- [INSTRUCTION 1]
In the rows below, substitute "shirt" for every "jersey" in the part that opens with the line containing "of the number" and closes with the line containing "<point>808,241</point>", and give back only those lines with everything else unchanged.

- [DOCUMENT EXTRACT]
# What is the cheapest oil for making soap?



## wickedter (Apr 23, 2013)

Hello everyone.  I'm looking for oil to make some really cheap soap. I have been using coconut an oil and palm oil so far. Which saves us the cost most but I have heard using an oil from pork fat. Which will save us around 50%. What do people think?


----------



## terminatortoo (Apr 23, 2013)

I use Lard which is pork fat and it is very cheap, here it runs $1.28 per pound and it makes very nice soap.


----------



## mel z (Apr 23, 2013)

I love using lard, or any of the animal fats myself. 

As far as cheapest, it depends on what is cheapest to you locally.

If ordering online, bulk is cheaper and here is great site:

http://www.soaperschoice.com/cgi-so...eb_store.cgi?query_price_low_range=0&cart_id=


----------



## heatherglen (Apr 23, 2013)

Okay, this will probably sound like a very silly question, but I have never worked with lard before. Does lard have any smell? If it does, does it affect the soap any?


----------



## mel z (Apr 23, 2013)

heatherglen said:


> Okay, this will probably sound like a very silly question, but I have never worked with lard before. Does lard have any smell? If it does, does it affect the soap any?



Not the lard you buy in the grocery store now, it is deodorized. If you rendered your own it would have a smell, but in the soap it would *mostly* fade to a very faint aroma when used.


----------



## heatherglen (Apr 23, 2013)

mel z said:


> Not the lard you buy in the grocery store now, it is deodorized. If you rendered your own it would have a smell.



Okay, thanks!


----------



## soap_bubbles (Apr 23, 2013)

(Raw records)
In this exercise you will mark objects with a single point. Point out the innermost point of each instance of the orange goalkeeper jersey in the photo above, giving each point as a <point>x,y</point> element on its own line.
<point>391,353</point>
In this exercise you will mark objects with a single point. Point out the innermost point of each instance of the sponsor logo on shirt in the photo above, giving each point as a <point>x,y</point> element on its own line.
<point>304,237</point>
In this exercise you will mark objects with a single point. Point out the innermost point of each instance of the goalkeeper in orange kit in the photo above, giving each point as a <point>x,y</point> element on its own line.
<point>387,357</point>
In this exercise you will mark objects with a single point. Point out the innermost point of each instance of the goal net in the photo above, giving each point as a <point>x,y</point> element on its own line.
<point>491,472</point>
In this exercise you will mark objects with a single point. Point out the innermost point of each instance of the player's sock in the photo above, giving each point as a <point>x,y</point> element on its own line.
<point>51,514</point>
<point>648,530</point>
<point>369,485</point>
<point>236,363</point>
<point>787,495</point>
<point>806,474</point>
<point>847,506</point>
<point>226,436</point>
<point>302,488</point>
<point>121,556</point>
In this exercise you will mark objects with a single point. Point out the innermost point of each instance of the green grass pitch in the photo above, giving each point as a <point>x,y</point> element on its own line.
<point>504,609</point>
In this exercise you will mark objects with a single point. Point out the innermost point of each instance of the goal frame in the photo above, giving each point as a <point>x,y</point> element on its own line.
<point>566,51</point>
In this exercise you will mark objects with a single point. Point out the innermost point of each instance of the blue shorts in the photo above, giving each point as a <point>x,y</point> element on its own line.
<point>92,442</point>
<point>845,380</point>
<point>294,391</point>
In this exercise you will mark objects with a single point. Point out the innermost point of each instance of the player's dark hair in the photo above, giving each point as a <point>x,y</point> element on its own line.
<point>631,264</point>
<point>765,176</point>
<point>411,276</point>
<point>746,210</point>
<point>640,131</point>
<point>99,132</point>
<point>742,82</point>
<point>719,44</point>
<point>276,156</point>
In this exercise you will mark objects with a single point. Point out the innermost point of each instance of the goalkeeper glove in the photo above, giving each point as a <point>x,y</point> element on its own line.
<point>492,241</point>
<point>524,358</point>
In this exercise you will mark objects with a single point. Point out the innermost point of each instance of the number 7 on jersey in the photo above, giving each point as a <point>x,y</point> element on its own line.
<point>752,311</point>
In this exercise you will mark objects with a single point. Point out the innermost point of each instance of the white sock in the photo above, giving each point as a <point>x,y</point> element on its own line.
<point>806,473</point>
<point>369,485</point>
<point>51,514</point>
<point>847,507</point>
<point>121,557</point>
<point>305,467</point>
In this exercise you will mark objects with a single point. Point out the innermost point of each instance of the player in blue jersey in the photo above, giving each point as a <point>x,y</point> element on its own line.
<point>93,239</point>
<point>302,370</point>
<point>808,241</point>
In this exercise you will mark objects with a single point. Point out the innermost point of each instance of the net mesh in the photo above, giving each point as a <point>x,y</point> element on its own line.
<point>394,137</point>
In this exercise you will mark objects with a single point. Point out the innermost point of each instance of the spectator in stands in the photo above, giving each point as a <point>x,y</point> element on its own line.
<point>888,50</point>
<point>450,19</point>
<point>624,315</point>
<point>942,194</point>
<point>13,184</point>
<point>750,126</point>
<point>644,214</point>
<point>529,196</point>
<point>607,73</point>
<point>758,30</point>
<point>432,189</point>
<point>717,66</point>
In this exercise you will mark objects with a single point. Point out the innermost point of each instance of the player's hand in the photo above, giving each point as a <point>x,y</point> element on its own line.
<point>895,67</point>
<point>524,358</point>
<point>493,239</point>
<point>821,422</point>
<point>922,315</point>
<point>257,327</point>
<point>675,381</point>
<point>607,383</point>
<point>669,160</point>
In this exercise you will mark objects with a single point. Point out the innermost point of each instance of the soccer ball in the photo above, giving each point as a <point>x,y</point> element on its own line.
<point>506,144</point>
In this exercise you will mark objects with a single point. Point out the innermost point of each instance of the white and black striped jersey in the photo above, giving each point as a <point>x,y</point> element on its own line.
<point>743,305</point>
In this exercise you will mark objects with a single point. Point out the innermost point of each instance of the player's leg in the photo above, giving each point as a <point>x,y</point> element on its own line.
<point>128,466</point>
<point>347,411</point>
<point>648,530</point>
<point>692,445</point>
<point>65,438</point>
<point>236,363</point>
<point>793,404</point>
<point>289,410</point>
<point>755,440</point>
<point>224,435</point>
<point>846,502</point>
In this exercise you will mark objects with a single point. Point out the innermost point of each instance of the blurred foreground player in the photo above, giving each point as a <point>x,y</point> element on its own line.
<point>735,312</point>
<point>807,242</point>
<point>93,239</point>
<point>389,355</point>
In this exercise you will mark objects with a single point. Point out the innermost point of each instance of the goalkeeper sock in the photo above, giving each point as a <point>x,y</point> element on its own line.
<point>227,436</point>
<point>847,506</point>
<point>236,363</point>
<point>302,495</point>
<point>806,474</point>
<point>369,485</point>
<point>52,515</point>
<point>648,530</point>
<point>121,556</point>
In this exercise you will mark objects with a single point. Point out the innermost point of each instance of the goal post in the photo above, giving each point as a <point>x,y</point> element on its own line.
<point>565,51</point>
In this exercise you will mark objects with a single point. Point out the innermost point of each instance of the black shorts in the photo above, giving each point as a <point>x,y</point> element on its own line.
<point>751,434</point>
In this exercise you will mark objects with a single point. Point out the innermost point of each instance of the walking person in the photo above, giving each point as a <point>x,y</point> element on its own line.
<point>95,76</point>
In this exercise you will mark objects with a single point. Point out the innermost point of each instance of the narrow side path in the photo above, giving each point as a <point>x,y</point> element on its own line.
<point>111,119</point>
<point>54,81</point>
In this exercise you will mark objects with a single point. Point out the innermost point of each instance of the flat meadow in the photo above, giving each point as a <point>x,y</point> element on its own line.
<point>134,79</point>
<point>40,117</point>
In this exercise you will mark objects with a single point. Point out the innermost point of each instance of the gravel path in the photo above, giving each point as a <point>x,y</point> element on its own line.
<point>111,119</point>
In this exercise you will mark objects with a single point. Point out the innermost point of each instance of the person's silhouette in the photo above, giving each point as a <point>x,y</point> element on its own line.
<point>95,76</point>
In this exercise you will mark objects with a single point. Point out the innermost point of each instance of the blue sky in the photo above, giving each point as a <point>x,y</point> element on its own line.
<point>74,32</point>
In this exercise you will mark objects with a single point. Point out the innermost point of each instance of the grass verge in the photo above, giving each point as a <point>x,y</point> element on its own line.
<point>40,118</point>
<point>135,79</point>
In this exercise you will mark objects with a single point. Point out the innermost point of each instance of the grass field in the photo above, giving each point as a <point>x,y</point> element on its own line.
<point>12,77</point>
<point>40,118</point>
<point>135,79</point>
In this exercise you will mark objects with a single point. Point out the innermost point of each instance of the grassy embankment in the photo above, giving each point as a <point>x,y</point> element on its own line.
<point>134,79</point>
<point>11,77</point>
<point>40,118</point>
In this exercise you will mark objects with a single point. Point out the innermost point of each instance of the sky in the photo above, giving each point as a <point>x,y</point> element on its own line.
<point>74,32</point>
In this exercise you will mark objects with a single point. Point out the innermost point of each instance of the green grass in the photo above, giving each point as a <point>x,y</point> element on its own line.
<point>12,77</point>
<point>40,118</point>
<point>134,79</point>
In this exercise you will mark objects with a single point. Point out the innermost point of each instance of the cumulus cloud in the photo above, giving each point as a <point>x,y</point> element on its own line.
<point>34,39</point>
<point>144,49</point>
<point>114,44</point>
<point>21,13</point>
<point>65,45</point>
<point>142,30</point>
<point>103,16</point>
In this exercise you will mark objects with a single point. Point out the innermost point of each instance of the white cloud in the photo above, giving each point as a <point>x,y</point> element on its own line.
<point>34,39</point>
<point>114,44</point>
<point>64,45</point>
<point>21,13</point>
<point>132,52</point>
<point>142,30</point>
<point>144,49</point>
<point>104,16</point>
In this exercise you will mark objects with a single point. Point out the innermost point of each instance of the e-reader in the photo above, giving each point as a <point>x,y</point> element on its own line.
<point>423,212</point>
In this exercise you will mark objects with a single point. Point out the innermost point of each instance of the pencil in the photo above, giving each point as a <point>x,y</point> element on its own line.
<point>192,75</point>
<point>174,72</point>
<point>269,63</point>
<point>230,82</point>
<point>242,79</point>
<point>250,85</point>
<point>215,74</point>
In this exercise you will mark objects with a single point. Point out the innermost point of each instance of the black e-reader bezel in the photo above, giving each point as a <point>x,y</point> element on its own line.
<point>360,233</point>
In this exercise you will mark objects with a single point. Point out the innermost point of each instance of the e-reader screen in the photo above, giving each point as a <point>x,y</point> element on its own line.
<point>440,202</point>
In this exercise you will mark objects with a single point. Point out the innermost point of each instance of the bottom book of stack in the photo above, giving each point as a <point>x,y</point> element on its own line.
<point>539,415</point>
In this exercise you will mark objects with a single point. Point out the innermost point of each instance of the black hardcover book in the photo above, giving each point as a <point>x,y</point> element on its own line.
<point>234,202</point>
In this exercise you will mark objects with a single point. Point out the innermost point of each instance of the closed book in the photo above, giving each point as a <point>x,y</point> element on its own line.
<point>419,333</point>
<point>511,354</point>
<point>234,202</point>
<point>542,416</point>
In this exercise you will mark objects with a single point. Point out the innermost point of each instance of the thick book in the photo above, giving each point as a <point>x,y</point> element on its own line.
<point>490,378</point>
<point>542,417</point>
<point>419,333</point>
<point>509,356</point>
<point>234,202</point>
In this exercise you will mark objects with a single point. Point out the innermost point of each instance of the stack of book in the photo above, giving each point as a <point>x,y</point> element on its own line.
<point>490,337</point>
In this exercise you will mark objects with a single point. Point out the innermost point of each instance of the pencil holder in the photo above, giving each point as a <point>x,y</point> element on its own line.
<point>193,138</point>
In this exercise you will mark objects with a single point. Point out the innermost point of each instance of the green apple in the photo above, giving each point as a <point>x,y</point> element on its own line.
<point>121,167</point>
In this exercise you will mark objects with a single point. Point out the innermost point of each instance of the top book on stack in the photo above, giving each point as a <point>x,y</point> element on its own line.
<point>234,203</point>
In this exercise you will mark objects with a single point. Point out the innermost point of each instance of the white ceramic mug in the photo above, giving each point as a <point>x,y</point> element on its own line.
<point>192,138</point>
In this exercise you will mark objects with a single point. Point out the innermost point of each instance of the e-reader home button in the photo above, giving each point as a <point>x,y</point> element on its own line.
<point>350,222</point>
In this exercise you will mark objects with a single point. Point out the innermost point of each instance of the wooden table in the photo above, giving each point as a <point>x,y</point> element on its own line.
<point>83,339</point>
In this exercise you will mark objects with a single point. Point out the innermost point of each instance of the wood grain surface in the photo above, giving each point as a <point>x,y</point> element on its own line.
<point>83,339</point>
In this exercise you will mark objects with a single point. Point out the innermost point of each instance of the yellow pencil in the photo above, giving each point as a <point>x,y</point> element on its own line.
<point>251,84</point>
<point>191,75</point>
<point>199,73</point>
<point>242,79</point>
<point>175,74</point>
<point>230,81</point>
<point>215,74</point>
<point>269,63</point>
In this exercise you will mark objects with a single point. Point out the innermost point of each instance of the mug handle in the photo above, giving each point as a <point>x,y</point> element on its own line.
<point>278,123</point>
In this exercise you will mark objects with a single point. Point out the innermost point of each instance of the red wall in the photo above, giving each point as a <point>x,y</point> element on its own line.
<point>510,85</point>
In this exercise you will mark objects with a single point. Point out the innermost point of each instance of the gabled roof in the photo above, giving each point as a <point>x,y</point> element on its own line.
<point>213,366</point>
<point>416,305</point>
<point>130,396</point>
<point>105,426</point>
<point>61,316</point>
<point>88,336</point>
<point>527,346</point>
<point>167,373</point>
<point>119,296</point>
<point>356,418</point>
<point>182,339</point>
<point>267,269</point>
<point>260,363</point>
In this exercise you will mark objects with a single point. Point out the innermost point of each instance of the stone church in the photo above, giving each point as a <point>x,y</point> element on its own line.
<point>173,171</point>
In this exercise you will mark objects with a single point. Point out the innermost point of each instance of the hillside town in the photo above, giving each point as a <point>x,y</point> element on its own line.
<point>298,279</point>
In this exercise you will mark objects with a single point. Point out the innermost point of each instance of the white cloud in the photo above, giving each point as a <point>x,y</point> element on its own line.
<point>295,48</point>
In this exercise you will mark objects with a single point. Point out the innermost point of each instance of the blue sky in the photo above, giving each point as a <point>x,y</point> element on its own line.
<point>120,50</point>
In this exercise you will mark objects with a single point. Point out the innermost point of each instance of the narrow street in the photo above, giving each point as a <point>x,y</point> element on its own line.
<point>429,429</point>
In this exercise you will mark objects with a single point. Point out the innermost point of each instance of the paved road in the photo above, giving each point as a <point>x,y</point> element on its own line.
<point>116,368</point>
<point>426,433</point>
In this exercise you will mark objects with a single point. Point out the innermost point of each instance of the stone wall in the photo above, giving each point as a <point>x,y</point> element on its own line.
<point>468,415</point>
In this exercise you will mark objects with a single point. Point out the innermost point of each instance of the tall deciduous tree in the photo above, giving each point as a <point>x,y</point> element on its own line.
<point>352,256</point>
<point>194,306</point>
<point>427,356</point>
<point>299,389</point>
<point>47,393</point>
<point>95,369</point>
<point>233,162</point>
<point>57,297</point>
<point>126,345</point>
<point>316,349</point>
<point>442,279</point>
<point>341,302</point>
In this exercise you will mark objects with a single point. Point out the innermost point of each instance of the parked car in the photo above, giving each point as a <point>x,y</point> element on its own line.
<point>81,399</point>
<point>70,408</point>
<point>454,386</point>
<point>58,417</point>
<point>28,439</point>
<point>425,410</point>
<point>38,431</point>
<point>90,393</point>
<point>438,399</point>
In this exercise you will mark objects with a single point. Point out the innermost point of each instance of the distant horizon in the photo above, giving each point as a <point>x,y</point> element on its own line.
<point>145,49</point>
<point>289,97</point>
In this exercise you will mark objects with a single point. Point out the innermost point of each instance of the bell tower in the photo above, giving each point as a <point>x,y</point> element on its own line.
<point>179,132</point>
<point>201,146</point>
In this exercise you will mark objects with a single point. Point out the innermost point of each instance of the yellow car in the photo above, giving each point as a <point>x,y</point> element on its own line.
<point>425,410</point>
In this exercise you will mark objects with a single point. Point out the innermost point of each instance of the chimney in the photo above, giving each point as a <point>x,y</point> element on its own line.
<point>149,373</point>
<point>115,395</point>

- [INSTRUCTION 2]
Pick up the forum thread on cheap soapmaking oils where it stops above, and write the next post.

- [RESULT 1]
In this exercise you will mark objects with a single point. Point out the innermost point of each instance of the number 7 on shirt in the photo above, giving each point as a <point>x,y</point> element on its own line.
<point>752,311</point>
In this exercise you will mark objects with a single point. Point out the innermost point of each instance of the white sock in the photo above, giving each point as a <point>x,y</point> element on its own line.
<point>806,473</point>
<point>369,485</point>
<point>51,514</point>
<point>847,507</point>
<point>121,557</point>
<point>305,467</point>
In this exercise you will mark objects with a single point. Point out the innermost point of each instance of the player in blue shirt in the photo above, giving each point as a <point>x,y</point> element on its own line.
<point>93,239</point>
<point>302,370</point>
<point>808,241</point>

- [RESULT 2]
The only time I have had piggie smell was when I soaped too hot--pre melting the lard with the harder oils like cocoa butter and the like. Now that I soap at cooler temps no issues at all--I let the heat from the lye reaction melt the lard and no bacon-ie smell at all!


----------



## judymoody (Apr 23, 2013)

Yes, soaping cool is the trick with lard.

It is a good substitute for palm oil, with the disclaimer that if you switch one for the other that you run your recipe through a lye calculator.


----------



## wickedter (Apr 23, 2013)

What is your guys proportion of using animal oil and vegetable oil?


----------



## mel z (Apr 23, 2013)

wickedter said:


> What is your guys proportion of using animal oil and vegetable oil?



You can use 100% tallow or lard if you want, or any percentage. You can simply replace coconut oil or palm oil with it, but redo the calculations on a lye calculator.

Here is a thread with a few recipes:

http://www.soapmakingforum.com/f11/rendering-tallow-33777/


----------



## newbie (Apr 23, 2013)

Beef tallow can be even cheaper than lard and is great in soap. Every recipe is different. I have made an 80% tallow bar and a 20% tallow bar. Just depends on what properties you want in your soap.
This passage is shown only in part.